### Records from a data source
────────────────

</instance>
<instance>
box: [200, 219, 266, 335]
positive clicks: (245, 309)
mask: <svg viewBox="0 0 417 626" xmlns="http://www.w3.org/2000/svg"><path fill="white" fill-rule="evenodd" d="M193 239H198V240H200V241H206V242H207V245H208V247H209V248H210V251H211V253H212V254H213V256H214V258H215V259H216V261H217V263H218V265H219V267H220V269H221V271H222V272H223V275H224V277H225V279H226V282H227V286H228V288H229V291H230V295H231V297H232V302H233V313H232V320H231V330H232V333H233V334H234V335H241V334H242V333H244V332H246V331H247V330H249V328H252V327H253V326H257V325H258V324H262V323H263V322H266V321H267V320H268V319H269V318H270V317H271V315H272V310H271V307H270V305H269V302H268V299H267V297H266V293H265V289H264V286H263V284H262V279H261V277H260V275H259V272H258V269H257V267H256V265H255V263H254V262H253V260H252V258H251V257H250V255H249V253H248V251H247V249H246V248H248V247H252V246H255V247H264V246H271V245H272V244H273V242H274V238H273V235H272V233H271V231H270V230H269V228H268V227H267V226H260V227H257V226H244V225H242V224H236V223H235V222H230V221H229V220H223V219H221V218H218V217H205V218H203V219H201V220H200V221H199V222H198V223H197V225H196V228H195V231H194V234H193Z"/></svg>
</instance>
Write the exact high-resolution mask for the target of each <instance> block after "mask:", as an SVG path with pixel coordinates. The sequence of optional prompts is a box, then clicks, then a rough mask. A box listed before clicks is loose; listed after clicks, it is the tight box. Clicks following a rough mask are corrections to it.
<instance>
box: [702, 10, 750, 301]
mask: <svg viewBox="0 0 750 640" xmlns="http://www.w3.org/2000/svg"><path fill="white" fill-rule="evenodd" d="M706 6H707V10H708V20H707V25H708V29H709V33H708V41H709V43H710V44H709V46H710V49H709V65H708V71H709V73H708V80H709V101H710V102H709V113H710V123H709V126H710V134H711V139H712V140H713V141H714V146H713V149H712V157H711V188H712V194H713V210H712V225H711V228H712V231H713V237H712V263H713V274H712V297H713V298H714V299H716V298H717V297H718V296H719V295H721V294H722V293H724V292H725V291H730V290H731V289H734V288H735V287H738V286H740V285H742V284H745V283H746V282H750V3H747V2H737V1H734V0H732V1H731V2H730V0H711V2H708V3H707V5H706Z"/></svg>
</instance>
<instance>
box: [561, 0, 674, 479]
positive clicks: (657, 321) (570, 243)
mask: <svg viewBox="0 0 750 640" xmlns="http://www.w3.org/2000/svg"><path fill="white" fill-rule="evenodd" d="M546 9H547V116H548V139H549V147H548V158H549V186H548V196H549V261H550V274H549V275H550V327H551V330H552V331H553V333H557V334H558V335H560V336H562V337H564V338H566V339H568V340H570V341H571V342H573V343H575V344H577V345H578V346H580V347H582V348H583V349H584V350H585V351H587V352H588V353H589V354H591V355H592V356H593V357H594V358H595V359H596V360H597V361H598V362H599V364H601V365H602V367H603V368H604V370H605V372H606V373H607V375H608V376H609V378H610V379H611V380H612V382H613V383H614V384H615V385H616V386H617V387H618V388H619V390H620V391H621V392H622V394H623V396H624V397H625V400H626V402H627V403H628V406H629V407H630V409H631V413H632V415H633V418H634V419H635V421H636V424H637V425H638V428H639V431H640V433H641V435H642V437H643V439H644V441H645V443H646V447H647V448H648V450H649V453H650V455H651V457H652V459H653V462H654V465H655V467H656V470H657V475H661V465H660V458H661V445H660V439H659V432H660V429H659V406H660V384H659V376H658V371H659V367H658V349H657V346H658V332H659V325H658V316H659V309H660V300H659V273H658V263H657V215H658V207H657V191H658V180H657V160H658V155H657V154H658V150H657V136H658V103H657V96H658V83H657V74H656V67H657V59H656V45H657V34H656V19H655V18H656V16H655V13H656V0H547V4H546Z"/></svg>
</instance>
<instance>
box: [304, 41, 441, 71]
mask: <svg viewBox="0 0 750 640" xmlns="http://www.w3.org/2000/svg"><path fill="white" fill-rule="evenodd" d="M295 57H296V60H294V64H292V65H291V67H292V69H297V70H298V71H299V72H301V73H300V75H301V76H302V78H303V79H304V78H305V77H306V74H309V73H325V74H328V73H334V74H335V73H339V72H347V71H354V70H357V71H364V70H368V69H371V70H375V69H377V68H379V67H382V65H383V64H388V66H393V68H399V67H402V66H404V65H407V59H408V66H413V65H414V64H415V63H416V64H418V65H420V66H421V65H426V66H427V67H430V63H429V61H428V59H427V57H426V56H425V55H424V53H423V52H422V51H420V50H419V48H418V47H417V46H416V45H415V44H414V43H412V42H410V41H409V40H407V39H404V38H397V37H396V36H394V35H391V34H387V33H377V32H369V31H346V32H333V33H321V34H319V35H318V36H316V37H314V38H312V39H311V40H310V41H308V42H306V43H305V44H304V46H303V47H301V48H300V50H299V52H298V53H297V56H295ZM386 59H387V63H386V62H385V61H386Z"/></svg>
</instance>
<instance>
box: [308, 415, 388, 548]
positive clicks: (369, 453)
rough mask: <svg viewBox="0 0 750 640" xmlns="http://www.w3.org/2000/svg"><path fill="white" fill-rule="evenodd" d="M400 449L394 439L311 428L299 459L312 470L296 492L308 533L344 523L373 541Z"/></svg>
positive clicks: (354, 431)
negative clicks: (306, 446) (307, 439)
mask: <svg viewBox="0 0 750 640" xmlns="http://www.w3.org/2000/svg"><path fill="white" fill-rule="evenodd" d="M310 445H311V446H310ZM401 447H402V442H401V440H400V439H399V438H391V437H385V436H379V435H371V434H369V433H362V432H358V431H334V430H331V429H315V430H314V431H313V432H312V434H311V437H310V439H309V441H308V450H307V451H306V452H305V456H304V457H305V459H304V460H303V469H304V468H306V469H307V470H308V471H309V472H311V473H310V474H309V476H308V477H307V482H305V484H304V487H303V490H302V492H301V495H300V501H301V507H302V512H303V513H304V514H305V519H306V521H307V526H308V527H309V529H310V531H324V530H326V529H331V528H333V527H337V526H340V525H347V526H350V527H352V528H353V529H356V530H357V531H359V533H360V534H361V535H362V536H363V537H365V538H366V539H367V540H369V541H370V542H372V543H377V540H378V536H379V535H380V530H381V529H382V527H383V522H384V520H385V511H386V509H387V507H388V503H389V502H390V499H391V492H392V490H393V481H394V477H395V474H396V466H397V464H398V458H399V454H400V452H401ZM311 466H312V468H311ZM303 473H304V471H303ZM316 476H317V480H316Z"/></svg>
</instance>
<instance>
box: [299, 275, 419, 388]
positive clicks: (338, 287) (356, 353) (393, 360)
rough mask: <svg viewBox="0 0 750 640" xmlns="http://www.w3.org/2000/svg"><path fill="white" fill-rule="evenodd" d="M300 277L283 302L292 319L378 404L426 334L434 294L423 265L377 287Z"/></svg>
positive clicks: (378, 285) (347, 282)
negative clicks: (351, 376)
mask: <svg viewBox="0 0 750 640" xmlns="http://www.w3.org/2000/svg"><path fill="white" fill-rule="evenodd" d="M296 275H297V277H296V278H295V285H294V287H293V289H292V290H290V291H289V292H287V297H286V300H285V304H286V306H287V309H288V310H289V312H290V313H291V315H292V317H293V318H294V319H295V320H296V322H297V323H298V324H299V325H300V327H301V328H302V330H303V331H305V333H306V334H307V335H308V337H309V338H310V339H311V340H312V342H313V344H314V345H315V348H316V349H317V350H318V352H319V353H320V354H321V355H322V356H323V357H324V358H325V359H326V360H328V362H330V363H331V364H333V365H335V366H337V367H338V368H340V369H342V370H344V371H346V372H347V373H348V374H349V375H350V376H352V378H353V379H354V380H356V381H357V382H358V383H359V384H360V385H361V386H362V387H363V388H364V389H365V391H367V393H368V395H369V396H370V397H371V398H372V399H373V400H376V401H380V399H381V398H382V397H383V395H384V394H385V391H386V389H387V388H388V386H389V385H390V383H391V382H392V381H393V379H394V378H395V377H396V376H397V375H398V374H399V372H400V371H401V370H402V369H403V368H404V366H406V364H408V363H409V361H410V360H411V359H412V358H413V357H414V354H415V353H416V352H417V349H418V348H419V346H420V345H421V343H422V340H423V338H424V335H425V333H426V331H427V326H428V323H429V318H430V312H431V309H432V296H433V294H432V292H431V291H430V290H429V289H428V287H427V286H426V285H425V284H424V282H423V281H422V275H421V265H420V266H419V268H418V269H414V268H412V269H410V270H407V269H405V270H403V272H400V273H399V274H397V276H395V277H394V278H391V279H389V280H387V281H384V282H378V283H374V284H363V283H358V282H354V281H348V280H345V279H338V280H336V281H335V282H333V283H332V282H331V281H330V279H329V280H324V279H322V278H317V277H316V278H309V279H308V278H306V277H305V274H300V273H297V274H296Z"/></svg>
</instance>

────────────────

### ASSIGNMENT
Rewrite everything from the start of the records down to the line containing "positive clicks: (245, 309)", changing "positive clicks" to "foreground clicks" and leaving all else as it is. Give only those lines.

### SOLUTION TO THE PROBLEM
</instance>
<instance>
box: [200, 219, 266, 335]
foreground clicks: (245, 309)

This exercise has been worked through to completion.